- Brief:
Exactly as written, retype the listing below, omitting the pictures.

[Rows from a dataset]
* start *
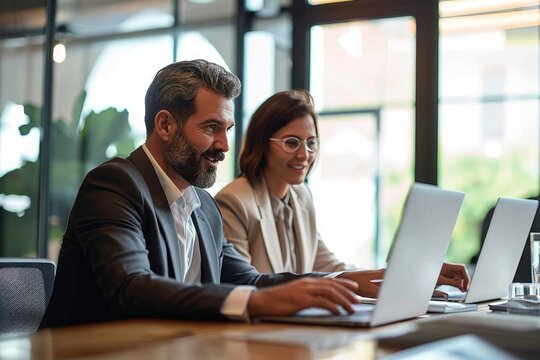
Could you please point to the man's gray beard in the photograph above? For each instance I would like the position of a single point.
(182, 157)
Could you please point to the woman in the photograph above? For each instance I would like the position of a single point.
(268, 211)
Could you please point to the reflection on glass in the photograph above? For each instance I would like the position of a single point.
(488, 123)
(362, 80)
(21, 69)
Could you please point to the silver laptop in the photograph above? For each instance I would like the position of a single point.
(418, 251)
(501, 252)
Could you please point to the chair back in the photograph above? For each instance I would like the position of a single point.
(25, 289)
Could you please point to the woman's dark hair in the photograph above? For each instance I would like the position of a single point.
(276, 112)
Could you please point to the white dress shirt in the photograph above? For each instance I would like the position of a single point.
(182, 205)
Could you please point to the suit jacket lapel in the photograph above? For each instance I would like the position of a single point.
(268, 226)
(210, 262)
(301, 229)
(161, 206)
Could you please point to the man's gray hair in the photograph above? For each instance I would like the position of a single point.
* end *
- Complete answer:
Could you please point to the man's gray beard in the photograph above? For each instance I would like the position of a single point.
(182, 157)
Could you please point to the woman in the photograph above? For each instance I would like the position of a single point.
(268, 211)
Could you please point to the reflection on glass in the photograph above? For each instance I would like the position of a single point.
(488, 123)
(362, 80)
(21, 69)
Could you please point to the silver laptop in the photograph above? For each instance I would like the position of a single point.
(418, 251)
(501, 252)
Could you please point to the chair back in the photograph above? For each instance I would like the position of a single point.
(25, 289)
Could you please point to the woman's dark hair in the photograph above? For each instance I would like the position of a single point.
(276, 112)
Could you please point to the white dress shirt in the photograph above? For each instance I would like the position of a single point.
(182, 205)
Could you please point to the suit jacket lapel in the photograph above? For each instance I would like the position of a single point.
(268, 226)
(210, 262)
(301, 229)
(161, 206)
Could you please point to the man's gray hair in the photograph above? For each instance I would like the position of a single point.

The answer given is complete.